The CBD area has a serious passive smoking problem – it’s almost unbearable during weekdays. I find it a bit rich, actually, that I’m being asked to subsidise transport to a place where I could never tolerate living or working. I would vote for roads over rail – all because of smoking, and even though I live within walking distance to a station and do use the trains.

So for Bentleigh station, will the smokers now use the entry ramp for their final puff, before rushing for the train. That could be worse than the current situation, where they are spread out along the platform & can be given a wide berth.

@Charlotte “The thing is, it’s never usually passengers I see smoking at tram stops – it’s yarra trams authorized officers”

This! Add to that Metro inspectors, PSOs and the Ventura drivers I’ve seen on routes 705 and 709 out of Mordialloc. Every single one of them littered the butts despite being within a metre or two of a bin.

The Metro fine for generic littering is $212 (

City of Melbourne fine for dropping a cigarette butt is a minimum $289, probably same elsewhere (

Would love to see any of the above cop a littering fine!

Now follow up legislation banning smoking within 500 m of a station entrance is required to stop the congregation effect. Nobody wants to walk past a whole bunch of smokers in the morning.

**WORK TO COMPLETE:**
1) Say whether each statement agrees with the comments on smoking near stations, answering yes or no and quoting the deciding words: (a) The first commenter lives within walking distance of a station. (b) At Bentleigh station, smokers currently gather in one spot on the platform. (c) The Ventura drivers on routes 705 and 709 put their butts in the bin.
2) Please print the comments on smoking near stations from "So for Bentleigh" up to and including "two of a bin.".
3) Carry on the comments on smoking near stations from the point where they stop.

**GIVEN DATA:**
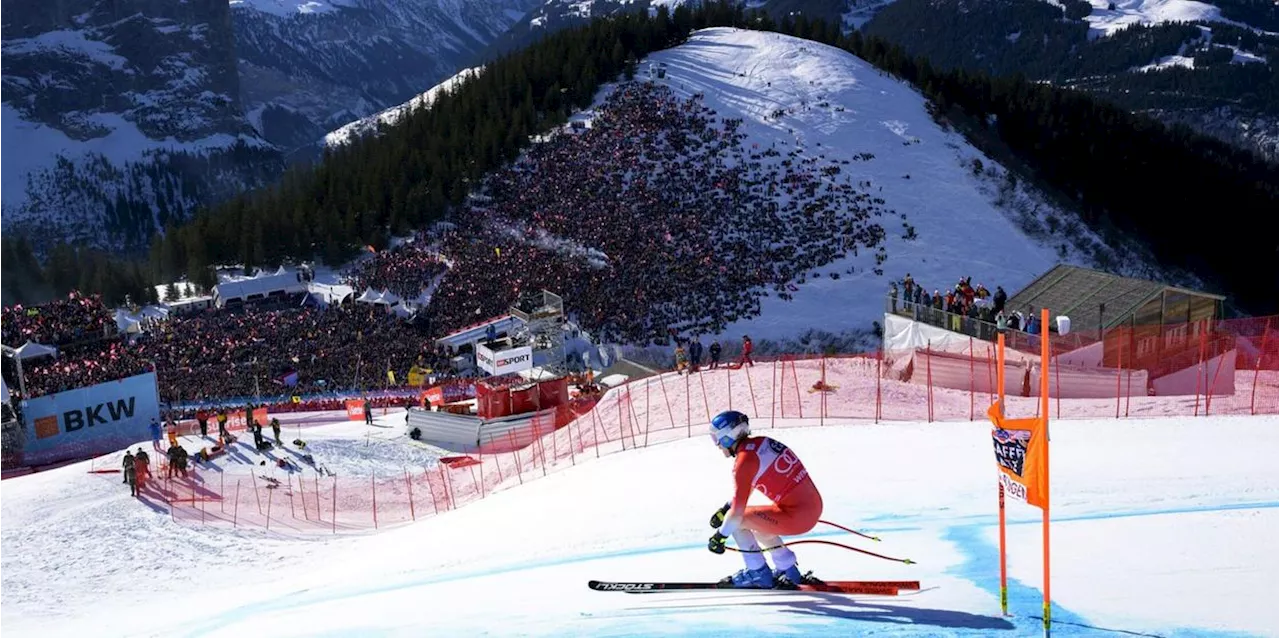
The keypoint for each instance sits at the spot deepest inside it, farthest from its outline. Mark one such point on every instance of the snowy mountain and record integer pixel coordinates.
(949, 210)
(1211, 65)
(119, 117)
(310, 67)
(389, 117)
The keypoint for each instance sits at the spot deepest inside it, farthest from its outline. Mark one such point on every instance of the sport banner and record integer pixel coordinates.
(1020, 455)
(88, 420)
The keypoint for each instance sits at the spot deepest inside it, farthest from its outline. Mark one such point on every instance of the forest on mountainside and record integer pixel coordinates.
(1040, 41)
(1123, 172)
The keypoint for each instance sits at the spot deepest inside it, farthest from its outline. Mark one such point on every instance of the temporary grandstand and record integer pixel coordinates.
(1098, 301)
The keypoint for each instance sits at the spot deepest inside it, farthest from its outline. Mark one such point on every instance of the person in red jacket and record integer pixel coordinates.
(772, 468)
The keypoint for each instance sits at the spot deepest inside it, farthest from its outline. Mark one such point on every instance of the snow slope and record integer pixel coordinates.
(840, 108)
(389, 117)
(1160, 529)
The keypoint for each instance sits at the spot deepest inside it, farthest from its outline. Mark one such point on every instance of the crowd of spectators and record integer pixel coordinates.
(967, 308)
(250, 352)
(65, 320)
(658, 218)
(658, 215)
(406, 270)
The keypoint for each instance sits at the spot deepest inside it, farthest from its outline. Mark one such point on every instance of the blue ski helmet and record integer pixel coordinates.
(728, 427)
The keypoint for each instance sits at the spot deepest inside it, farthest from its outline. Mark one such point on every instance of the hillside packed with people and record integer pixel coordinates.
(245, 354)
(654, 219)
(657, 215)
(406, 270)
(64, 320)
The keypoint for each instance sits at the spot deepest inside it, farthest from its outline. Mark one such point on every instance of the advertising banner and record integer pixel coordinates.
(504, 361)
(90, 420)
(355, 409)
(1020, 456)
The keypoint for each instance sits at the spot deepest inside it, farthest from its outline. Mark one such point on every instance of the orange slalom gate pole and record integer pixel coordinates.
(1000, 404)
(822, 396)
(928, 376)
(408, 484)
(1045, 415)
(1004, 572)
(270, 495)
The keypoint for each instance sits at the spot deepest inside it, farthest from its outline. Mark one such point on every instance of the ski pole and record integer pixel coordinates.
(850, 531)
(905, 561)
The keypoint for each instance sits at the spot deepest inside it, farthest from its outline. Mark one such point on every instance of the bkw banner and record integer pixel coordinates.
(90, 420)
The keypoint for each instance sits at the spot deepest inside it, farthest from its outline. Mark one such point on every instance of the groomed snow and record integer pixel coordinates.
(1161, 527)
(841, 106)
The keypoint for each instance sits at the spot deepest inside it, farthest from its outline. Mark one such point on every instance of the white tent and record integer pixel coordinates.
(31, 350)
(257, 286)
(330, 294)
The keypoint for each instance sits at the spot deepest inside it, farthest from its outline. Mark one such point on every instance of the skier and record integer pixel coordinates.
(764, 464)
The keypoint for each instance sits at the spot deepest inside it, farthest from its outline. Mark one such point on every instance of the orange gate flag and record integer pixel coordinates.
(1020, 455)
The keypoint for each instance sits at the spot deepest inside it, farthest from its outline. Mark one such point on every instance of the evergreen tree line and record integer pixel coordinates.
(1032, 37)
(1180, 192)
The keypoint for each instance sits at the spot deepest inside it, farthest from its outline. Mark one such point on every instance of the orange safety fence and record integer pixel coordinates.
(1232, 373)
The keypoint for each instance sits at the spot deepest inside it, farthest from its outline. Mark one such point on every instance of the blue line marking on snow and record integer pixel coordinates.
(978, 555)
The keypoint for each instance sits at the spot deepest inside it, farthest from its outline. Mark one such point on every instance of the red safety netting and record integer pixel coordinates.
(1221, 369)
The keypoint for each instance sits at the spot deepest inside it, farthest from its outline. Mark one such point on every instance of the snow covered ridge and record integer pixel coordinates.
(110, 113)
(391, 117)
(969, 217)
(309, 68)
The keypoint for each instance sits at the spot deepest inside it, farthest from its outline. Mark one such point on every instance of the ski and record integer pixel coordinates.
(854, 587)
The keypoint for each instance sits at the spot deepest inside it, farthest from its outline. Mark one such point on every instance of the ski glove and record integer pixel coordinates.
(718, 518)
(717, 543)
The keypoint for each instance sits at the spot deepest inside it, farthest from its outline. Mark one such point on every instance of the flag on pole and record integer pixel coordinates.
(1022, 456)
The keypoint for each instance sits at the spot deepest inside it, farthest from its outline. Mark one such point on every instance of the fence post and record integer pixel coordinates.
(728, 386)
(1057, 381)
(822, 393)
(707, 401)
(773, 395)
(880, 372)
(689, 410)
(256, 495)
(671, 415)
(1198, 373)
(1257, 368)
(928, 376)
(520, 469)
(270, 496)
(970, 378)
(1119, 370)
(410, 486)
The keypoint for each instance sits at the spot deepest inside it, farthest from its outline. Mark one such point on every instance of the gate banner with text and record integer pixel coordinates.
(504, 361)
(1020, 456)
(90, 420)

**EXERCISE RESULTS:**
1)
(a) Yes: "even though I live within walking distance to a station and do use the trains"
(b) No: "they are spread out along the platform & can be given a wide berth"
(c) No: "Every single one of them littered the butts despite being within a metre or two of a bin."

2)
So for Bentleigh station, will the smokers now use the entry ramp for their final puff, before rushing for the train. That could be worse than the current situation, where they are spread out along the platform & can be given a wide berth.

@Charlotte “The thing is, it’s never usually passengers I see smoking at tram stops – it’s yarra trams authorized officers”

This! Add to that Metro inspectors, PSOs and the Ventura drivers I’ve seen on routes 705 and 709 out of Mordialloc. Every single one of them littered the butts despite being within a metre or two of a bin.

3)
When the general smoking ban came in in England in 2007, it included all covered places with more than two walls. However – and in this content it’s a big “however” – the railways chose to extend that ban to ALL railway owned land, including open platforms. Only once in the years since have I ever seen anyone smoking on a station platform and that includes plenty of unstaffed stations.

Around the entrances to stations is more of a problem…….but not nearly so much, as I’m discovering at the moment, as it is around the entrances to HOSPITALS. Yes, HOSPITALS! I bet that’s one problem you don’t have there.

Anyway, I’m surprised that there hasn’t been a ban there on all railway property for years. I was astonished when I first came to Australia with at pubs and RSL clubs could function with smoking banned. Now it seems the most normal thing in the world.

I am a smoker, I smoke away from everybody and in the open. I know some people hate smokers but it seems you are being discriminating against those who do smoke and catch public transport.

We may be different and smoke but we deserve the same courtesy and service that we pay for. If I am on the train and someone does not like the smell, I did not ask them to stand there, it was their choice? Not my problem, deal with it.

I myself am a smoker and I respect this new rule/law. I was only alerted about this new law today on a horrible start to a Monday morning, I was having a smoke before my train came on the platform wich was not undercover, unaware of this new rule and shortly after I was approached by a ticket inspector who pretty much gave me a fine (he said it may be a warning but I know how that all works, they said that one time ago when I forgot to touch on and copped a massive fine) So I understand if I was breaking the law but the fact that these signs were not advitised ANWHERE in view nor anywhere in the station, im left extremely angry and think the way they handled it was absolutely ridiculous and completely unjust !!!!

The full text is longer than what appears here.